Exercice écrit A ::
D'après l'extrait sur la Divine Comédie, le centre culturel Jean-Cocteau des Lilas consacre une exposition au travail de qui ?

Nel mezzo del cammin di nostra vita
mi ritrovai per una selva oscura,
ché la diritta via era smarrita.
 
Au milieu du chemin de notre vie,
ayant quitté le chemin droit,
je me trouvai dans une forêt obscure1.
 
Dante Alighieri, Divina Commedia, 1307-1321



Le voyage mis en scène par Dante dans la Divine Comédie prend naissance au cœur d’une forêt. Ayant perdu son chemin, le poète est immergé dans l’obscurité d’un bois « sauvage, épais et âpre2 ». Lieu de l’égarement, la forêt est le point de départ d’une quête intérieure – à travers l’Enfer, le Purgatoire puis le Paradis – qui lui permet de regagner le monde des vivants. Amorce d’un voyage initiatique, l’incipit du poème est aussi la porte d’entrée de l’exposition que le centre culturel Jean-Cocteau des Lilas consacre au travail d’Eva Jospin.

(Entrées de repérage d'emplacements)
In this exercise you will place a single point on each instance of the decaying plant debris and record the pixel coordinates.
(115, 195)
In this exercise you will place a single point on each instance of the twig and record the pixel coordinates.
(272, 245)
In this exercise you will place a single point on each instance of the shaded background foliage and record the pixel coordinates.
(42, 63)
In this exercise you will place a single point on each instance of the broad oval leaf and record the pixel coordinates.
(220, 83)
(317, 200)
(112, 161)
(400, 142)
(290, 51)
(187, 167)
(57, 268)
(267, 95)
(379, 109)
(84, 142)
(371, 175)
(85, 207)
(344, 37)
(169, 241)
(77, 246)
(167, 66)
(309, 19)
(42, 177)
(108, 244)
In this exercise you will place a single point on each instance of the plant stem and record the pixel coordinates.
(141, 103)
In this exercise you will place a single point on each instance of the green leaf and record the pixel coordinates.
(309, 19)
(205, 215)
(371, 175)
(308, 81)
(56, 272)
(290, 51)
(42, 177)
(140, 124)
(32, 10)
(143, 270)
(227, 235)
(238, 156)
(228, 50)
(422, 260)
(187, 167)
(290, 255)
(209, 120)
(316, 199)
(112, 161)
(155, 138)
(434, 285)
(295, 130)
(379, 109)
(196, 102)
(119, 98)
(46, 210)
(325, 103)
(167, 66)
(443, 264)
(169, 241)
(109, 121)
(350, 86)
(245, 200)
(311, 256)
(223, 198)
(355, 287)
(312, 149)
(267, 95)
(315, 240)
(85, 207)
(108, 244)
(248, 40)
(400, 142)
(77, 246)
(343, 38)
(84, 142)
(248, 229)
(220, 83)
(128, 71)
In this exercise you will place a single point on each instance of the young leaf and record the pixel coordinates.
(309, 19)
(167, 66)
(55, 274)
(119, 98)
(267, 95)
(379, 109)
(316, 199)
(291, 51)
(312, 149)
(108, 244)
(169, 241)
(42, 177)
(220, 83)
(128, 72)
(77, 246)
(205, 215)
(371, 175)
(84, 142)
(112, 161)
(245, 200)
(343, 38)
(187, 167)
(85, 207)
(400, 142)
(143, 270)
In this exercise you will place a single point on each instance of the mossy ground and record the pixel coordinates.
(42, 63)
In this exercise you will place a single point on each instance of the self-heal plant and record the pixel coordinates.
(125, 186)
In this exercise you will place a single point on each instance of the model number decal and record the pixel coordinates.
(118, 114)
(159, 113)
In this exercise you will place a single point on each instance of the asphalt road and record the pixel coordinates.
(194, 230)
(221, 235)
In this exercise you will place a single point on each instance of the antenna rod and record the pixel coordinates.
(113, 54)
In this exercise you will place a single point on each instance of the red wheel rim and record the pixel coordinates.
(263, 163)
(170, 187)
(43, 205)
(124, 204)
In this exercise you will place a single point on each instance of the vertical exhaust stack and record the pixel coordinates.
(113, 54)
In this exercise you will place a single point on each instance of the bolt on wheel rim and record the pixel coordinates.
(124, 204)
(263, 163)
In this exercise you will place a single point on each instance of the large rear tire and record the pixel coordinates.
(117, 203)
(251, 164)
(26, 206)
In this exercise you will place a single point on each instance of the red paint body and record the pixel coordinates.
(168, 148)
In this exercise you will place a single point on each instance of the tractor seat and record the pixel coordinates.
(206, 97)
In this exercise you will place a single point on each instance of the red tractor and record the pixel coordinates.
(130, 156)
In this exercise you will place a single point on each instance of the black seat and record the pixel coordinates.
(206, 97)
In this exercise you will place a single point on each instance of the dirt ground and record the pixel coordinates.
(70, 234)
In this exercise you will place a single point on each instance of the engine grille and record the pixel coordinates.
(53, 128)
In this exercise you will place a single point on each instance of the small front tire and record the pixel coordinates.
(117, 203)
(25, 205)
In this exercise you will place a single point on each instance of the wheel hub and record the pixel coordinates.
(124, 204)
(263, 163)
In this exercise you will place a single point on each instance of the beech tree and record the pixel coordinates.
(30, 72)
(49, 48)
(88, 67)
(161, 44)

Exercice écrit B ::
Renvoyez chacune des lignes des entrées qui contient la chaîne « tractor ».

Corrigé détaillé A ::
Au travail d'Eva Jospin.

Corrigé détaillé B ::
In this exercise you will place a single point on each instance of the tractor seat and record the pixel coordinates.
In this exercise you will place a single point on each instance of the red tractor and record the pixel coordinates.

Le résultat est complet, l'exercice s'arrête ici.